Every entry in the data below needs to be repeated exactly.
━━ THE RECORDS ━━
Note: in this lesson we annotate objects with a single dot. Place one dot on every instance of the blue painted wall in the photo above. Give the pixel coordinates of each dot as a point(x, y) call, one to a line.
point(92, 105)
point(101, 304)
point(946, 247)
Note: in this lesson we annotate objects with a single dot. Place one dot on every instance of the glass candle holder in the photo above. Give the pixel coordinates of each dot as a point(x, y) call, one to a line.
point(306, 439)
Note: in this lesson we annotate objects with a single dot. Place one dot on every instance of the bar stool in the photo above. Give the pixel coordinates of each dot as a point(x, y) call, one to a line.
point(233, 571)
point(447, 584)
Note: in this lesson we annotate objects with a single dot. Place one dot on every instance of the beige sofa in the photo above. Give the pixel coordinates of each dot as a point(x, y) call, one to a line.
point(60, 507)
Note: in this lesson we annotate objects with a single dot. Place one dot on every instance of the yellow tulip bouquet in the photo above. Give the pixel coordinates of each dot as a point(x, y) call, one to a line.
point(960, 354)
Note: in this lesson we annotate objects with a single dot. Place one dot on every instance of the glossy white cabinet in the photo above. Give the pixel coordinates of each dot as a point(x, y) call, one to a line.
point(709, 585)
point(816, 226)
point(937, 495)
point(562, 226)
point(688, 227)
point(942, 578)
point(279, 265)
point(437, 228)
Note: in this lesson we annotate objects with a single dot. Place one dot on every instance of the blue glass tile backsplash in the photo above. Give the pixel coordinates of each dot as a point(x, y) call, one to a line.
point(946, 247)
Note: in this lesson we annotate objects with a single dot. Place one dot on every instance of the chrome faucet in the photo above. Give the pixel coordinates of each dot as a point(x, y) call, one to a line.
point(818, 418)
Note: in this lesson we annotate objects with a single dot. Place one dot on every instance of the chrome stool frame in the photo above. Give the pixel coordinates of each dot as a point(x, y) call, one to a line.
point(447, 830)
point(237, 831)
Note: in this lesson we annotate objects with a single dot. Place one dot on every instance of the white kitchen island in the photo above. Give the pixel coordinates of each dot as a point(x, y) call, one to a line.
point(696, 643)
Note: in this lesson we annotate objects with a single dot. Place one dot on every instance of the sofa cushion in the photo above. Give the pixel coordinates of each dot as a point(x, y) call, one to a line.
━━━
§ **TASK RESULT**:
Note: in this lesson we annotate objects with a single dot. Place one dot on every instance of the blue painted wall in the photo above. Give the pixel coordinates of each dot as a point(x, y) call, one to a line.
point(92, 105)
point(101, 304)
point(946, 247)
Note: in this lesson we annotate objects with a single dot. Place one dot on every instance of the glass candle holder in the photo above. Give the pixel coordinates of each dot as a point(x, y) call, one to a line.
point(306, 439)
Note: in this lesson we annotate objects with a single dot. Place one dot on every instance of the bar stool in the photo above. Give the pixel coordinates of each dot as a point(x, y) call, one to a line.
point(233, 571)
point(447, 584)
Note: in this lesson we annotate objects with a single dot. Place one dot on every instance of the beige sofa in the photo above. Give the pixel coordinates of each dot as a point(x, y) call, one to a line.
point(60, 507)
Note: in this lesson we annotate objects with a single dot. Place one dot on every instance of the yellow tulip bouquet in the photo above. Give the pixel coordinates of each dot as a point(x, y) call, one to a line.
point(960, 354)
Note: in this lesson we annotate objects with a single dot. Place one dot on every instance of the glossy white cabinet in the photo above. Give the pixel coordinates of each dot as a point(x, y) call, one to a line.
point(709, 585)
point(816, 226)
point(937, 495)
point(562, 226)
point(688, 227)
point(942, 578)
point(279, 265)
point(437, 228)
Note: in this lesson we annotate objects with a single dot. Place one dot on every instance of the blue glass tile backsplash in the photo above. Give the pixel coordinates of each dot as a point(x, y) call, one to a line.
point(946, 247)
Note: in this lesson we annotate objects with a single dot. Place one dot on every instance of the chrome faucet in the photo above. Give the pixel coordinates of each dot as a point(x, y) call, one to a line.
point(818, 418)
Note: in this lesson we annotate objects with a single dot. Place one dot on every instance of the chrome stool frame in the photo above. Give the pixel coordinates of each dot as a point(x, y) call, one to a line.
point(447, 830)
point(237, 831)
Note: in this lesson we annotate objects with a single dot. Place one dot on every instance of the white kitchen island in the photo above. Give the pixel coordinates of each dot as a point(x, y) call, one to a line.
point(696, 643)
Note: in this lesson we annotate objects with a single dot. Place one dot on every instance of the sofa cushion in the photo above. Give the pixel coordinates of each dot as a point(x, y) call, one to a line.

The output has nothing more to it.